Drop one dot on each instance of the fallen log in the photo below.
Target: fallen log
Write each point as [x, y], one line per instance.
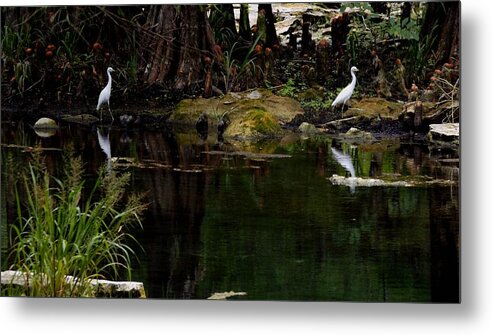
[100, 287]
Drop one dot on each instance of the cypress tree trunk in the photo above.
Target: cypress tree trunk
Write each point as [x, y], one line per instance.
[271, 37]
[441, 20]
[244, 25]
[175, 40]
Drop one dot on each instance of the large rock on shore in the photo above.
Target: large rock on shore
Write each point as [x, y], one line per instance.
[444, 135]
[251, 115]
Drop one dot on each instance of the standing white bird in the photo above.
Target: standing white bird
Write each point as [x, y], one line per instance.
[346, 93]
[105, 94]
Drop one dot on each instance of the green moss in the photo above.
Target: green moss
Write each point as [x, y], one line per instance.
[262, 122]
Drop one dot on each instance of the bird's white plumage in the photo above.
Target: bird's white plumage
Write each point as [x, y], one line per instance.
[106, 93]
[346, 93]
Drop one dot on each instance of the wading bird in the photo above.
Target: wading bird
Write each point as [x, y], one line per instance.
[346, 93]
[105, 94]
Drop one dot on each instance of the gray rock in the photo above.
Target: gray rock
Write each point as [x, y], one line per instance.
[445, 135]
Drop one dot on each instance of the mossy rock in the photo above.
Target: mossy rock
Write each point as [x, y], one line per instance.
[249, 118]
[256, 123]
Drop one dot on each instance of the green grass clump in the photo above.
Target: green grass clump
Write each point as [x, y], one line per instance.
[64, 231]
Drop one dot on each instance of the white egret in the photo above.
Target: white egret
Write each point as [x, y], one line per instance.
[105, 94]
[346, 93]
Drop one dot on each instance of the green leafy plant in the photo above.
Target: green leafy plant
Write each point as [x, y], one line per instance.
[64, 232]
[234, 70]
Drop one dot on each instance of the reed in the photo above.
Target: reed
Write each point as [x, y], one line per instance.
[62, 231]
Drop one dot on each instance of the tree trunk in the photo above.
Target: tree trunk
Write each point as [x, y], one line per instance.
[244, 25]
[270, 38]
[175, 41]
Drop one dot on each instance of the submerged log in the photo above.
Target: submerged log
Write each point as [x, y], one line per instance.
[374, 182]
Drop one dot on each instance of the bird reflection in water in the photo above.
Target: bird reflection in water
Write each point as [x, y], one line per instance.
[105, 144]
[346, 161]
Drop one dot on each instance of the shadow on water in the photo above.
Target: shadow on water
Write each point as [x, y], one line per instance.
[263, 218]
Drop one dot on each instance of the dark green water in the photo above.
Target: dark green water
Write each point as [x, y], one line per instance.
[274, 226]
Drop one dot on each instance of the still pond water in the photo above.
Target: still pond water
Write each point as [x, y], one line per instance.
[264, 219]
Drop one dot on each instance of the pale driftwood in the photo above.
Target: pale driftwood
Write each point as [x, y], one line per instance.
[225, 295]
[373, 182]
[101, 288]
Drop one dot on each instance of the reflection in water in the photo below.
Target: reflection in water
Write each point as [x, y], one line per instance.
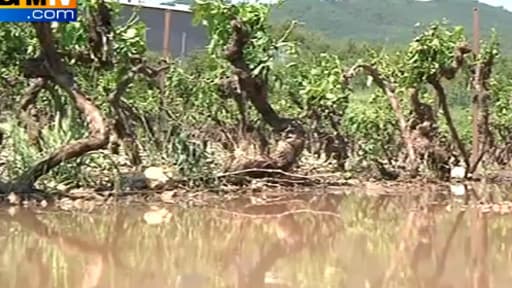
[311, 241]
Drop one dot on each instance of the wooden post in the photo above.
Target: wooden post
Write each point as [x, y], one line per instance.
[475, 151]
[183, 43]
[167, 33]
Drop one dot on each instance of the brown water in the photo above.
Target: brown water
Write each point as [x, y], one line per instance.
[310, 241]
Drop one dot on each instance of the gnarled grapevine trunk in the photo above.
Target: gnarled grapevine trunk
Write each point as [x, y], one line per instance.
[255, 90]
[50, 66]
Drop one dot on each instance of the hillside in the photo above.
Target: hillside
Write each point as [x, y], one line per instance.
[389, 20]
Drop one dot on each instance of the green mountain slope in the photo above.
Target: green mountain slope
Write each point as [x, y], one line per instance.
[390, 20]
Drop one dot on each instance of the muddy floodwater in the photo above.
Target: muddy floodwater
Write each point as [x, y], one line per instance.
[310, 240]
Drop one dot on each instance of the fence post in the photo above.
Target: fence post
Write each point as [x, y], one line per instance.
[167, 33]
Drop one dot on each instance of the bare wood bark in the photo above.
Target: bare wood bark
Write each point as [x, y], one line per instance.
[49, 65]
[482, 137]
[441, 95]
[255, 89]
[28, 113]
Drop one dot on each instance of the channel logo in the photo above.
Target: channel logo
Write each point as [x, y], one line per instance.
[38, 10]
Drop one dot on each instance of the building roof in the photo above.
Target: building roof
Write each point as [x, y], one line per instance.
[153, 4]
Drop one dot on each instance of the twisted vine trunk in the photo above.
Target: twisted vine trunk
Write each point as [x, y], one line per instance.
[254, 88]
[50, 66]
[390, 91]
[482, 136]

* [Set task]:
A faithful copy of the records above is needed, with the pictures left out.

* [Task response]:
Drop one dot on each instance of the fallen log in the photo below.
Target: fallen log
Write each point as [x, y], one line per instance.
[100, 287]
Drop one dot on each instance of the cypress tree trunk in the photo above.
Target: cypress tree trunk
Write each point as [x, y], one line per instance.
[271, 37]
[441, 20]
[244, 25]
[175, 40]
Drop one dot on each instance of the large rock on shore in the photo above.
Target: large rock on shore
Write each point as [x, y], one line per instance.
[444, 135]
[251, 115]
Drop one dot on each instance of the standing white bird in the photo above.
Target: standing white bird
Write each point as [x, y], one line per instance.
[346, 93]
[105, 94]
Drop one dot on each instance of the green moss in the photo above.
Target: green moss
Write each point as [x, y], one line per instance.
[262, 122]
Drop one dot on each instance of the bird's white plumage in the photo above.
Target: bird's white plumage
Write each point as [x, y], one line per instance.
[106, 93]
[346, 93]
Drop one dot on each instance of the wading bird in the photo above.
Target: wading bird
Write each point as [x, y], one line per instance.
[346, 93]
[105, 94]
Drop one dot on each instance of the gray rock in the photo above.
Target: gray rock
Write each point as [x, y], one line per instance.
[445, 135]
Drop one dot on each instance of the mossy rock in the photo above.
Target: mossy rock
Write each point as [x, y], one line per instance.
[249, 118]
[256, 123]
Drop one dot on each instance of the green grass clump in the photo above.
Target: green grass clump
Write each point as [x, y], one line per instance.
[64, 231]
Drop one dot on each instance of the white egret in the photo above.
Target: white egret
Write each point as [x, y], one line per instance.
[105, 94]
[346, 93]
Drop one dot on each instance of the green leafy plant in the photo above.
Target: green leafy plant
Write each point as [x, y], one line per instance.
[64, 232]
[234, 70]
Drop one dot on each instance of the reed in the photo above.
Target: reed
Write each point as [x, y], one line per instance.
[62, 231]
Drop one dot on each instance of the tree trunk in the photo above.
Target: tree trunk
Write each point as [x, y], one line per instance.
[244, 25]
[270, 38]
[175, 41]
Drop one dot on each instance of the submerged log in the photo above.
Target: submerged log
Write each point as [x, y], one line per instance.
[374, 182]
Drop one dot on each instance of the bird reflection in water in the photo above.
Target: bird reflection in water
Write each point as [x, y], one line per instance.
[105, 144]
[346, 161]
Drop one dot on each instance of the shadow on water in the photo above.
Target: shadow on water
Write each point as [x, y], one line per instance.
[263, 218]
Drop one dot on each instance of the dark green water in the photo above.
Target: dark green water
Write each point as [x, y], one line per instance.
[274, 226]
Drop one dot on each instance of the still pond water in the photo above.
Target: still pond water
Write each point as [x, y], one line per instance.
[264, 219]
Drop one dot on each instance of the pale driftwood in the photo above.
Target: pale driftwood
Write each point as [x, y], one line per instance.
[225, 295]
[373, 182]
[101, 288]
Drop one dot on each instance of the reflection in water in the photo below.
Target: reflection in water
Write each point as [x, y], one line per instance.
[311, 241]
Drop one dot on each instance of the wooden post in the photo above.
Target: wooden post
Write each point as [x, y], one line per instance.
[475, 151]
[183, 43]
[167, 33]
Drop one dot on each instance of the brown water in the photo above.
Target: brown water
Write each point as [x, y], one line per instance.
[310, 241]
Drop one dot on each instance of the gnarled grapevine trunk in the photo above.
Target: gnarled grapevine trunk
Write each point as [x, y], one line per instance.
[255, 90]
[50, 66]
Drop one dot on each instance of the hillside in the photo above.
Target: hillside
Write each point as [x, y], one line per instance.
[389, 20]
Drop one dot on each instance of the green mountain slope in the photo above.
Target: green mountain slope
Write each point as [x, y], one line per instance.
[390, 20]
Drop one dot on each instance of the muddy floodwater in the photo above.
Target: muddy floodwater
Write each point as [x, y], one line per instance.
[310, 240]
Drop one dot on each instance of the fence post in the photo above.
Target: fence post
Write each point as [x, y], one line per instance.
[167, 33]
Drop one dot on each instance of the bare wood bark in the photo above.
Target: bare wood bark
Write each point as [x, y], one line per instance.
[49, 65]
[482, 137]
[441, 95]
[255, 89]
[28, 113]
Drop one dot on each instance of the channel logo in the photo above.
Target: channel logo
Write each point as [x, y], one line per instance.
[38, 10]
Drop one dot on each instance of the building roof in the photo above.
Target: building roof
Write each point as [x, y], one line per instance.
[153, 4]
Drop one dot on each instance of the twisted vine trunk in the photo above.
Target: twisted vine trunk
Write each point as [x, y], one line per instance.
[254, 88]
[50, 66]
[390, 91]
[482, 136]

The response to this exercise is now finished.